==== Text passage ====

A new water management strategy for the pharmaceutical industry.

Our relationships with water are set to change significantly under the effects of environmental, regulatory and economic constraints. In this context, the new water efficiency strategy, with its main focus on actions targeting causes rather than simply dealing with consequences, will improve our industrial and environmental performance in terms of water use, the aim being to consume less, produce better and waste less. This article presents the main concepts and a few case histories demonstrating the application of this strategy.

1. Context and challenges
1.1 An inevitable water transition
Water usages were developed in a context in which water was perceived to be inexhaustible, unchangeable and practically free, something which is obviously not the case. Quite the contrary, in fact. Water use is set to become increasingly restricted and expensive, due to climate change and climate-related events, population growth and increased urbanization and widespread pollution. On a global level, this will lead to a water transition, in the same way as we are witnessing an energy transition.

According to the MacKinsey report(1) , by 2030, in the absence of any change in our water use, the available supply will only cover 60% of requirements. Overcoming this challenge will require a substantial effort, particularly since this a global figure: the gap to be closed on a local level (geographic and/or seasonal) will be even greater. Moreover; if the expected shortfall reaches 40% in 2030, this means that it has actually already begun. This inevitable transition will not only affect zones already prone to drought; it will have an impact throughout the world. For example, the French Senate’s report entitled “Eau, urgence declaree” (“Water, emergency declared”), published in May 2016(2) clearly reveals the challenges facing France.
Hence our relationship with water will need to change to take into account this new reality.

 

1.2 The real cost of water in industry: direct and indirect costs (figure 2)
Where industry is concerned, another factor will contribute to the change in this relationship: its cost. Today, water is wrongly considered to be inexpensive because its cost is generally only perceived via the direct “visible” costs, i.e. its costs as a commodity (e.g. €/m3 consumed; taxes and fees associated with waste volumes and quality).

This vision is very partial.
As a thermal fluid and utility (to transport, wash, rinse, dissolve, etc.), or as a solvent or ingredient, water is involved in almost every industrial operation. When calculating its overall cost it is therefore necessary to take into account all the investments (installations, networks, sensors, pumps, etc.) and operating costs (energy, reagents, tests, payroll, etc.) required for water usages, to supply standardized water for production processes in a plant and to manage the waste water it produces.

====

◆ Your tasks ◆
A. In the text on water management in the pharmaceutical industry, what share of requirements will the available water supply cover by 2030 if water use does not change?
B. Continue the text on water management in the pharmaceutical industry from its last sentence.

==== Data provided ====

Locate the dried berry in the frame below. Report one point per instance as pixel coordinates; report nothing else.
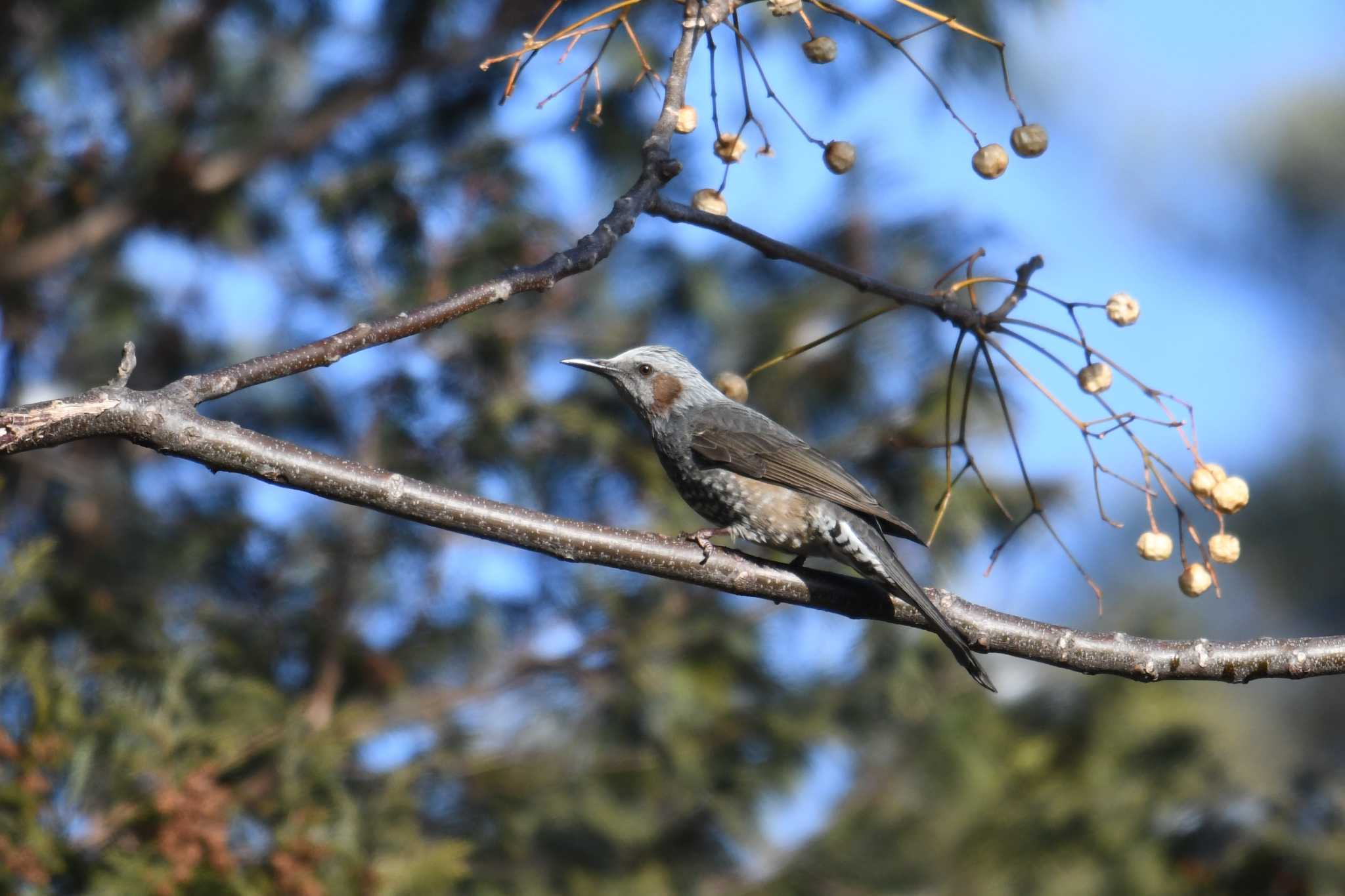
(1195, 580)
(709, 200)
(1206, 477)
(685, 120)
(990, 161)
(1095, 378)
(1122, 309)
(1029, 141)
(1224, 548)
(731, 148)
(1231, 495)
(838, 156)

====
==== Data provided ====

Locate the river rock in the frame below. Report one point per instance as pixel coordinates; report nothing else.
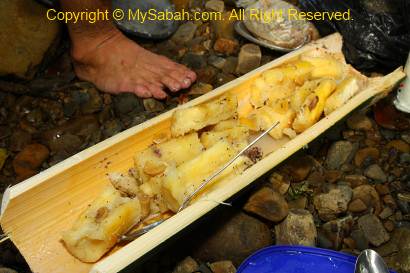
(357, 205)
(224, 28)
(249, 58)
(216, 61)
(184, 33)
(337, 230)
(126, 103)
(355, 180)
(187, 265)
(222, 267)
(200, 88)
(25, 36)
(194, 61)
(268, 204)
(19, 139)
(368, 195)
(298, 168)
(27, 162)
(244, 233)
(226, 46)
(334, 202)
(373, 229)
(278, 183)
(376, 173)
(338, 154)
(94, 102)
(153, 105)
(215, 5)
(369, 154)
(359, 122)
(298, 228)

====
==== Data provided ====

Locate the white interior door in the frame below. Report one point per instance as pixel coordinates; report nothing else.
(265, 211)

====

◆ Written responses ◆
A. Only 60% of requirements.

B.
Usually, the data exist but are not linked to water (e.g. the electricity consumption of a water treatment station is accounted for under energy expenditure, whereas it is actually a water-related cost). But they should be: using processes that are economical in terms of their water use and/or “clean” not only brings down water bills, but also direct costs. The lever really is water.
To these direct costs need to be added the indirect costs, i.e. not the costs of the water itself, but costs due to water. These may include, for instance, productivity losses (e.g. reduced production or stoppage related to water), non-quality costs (e.g. finished product nonconformities due to poor quality control of water used as an ingredient or washing water), reduced performance levels (e.g. 1 mm of limescale can cause an 82% reduction in the efficiency of heat transmission(3) or reduced installation lifetime (e.g. a new process leads to more acidic waste, which will corrode networks not initially designed to handle it).

Assessments performed on concrete cases show that the direct “visible” cost (a few €/m3)may be multiplied by a factor of 5 or 10. This multiple will obviously depend on the industrial sector, the plant size, its water usages, etc.

 

1.3 Specific characteristics of the pharmaceutical industry
The pharmaceutical industry, like all sectors producing biological active substances, presents one significant specificity: the quality of its waste, due to the potential residual presence of active ingredients (from production or R&D activities), as well as their degradation byproducts.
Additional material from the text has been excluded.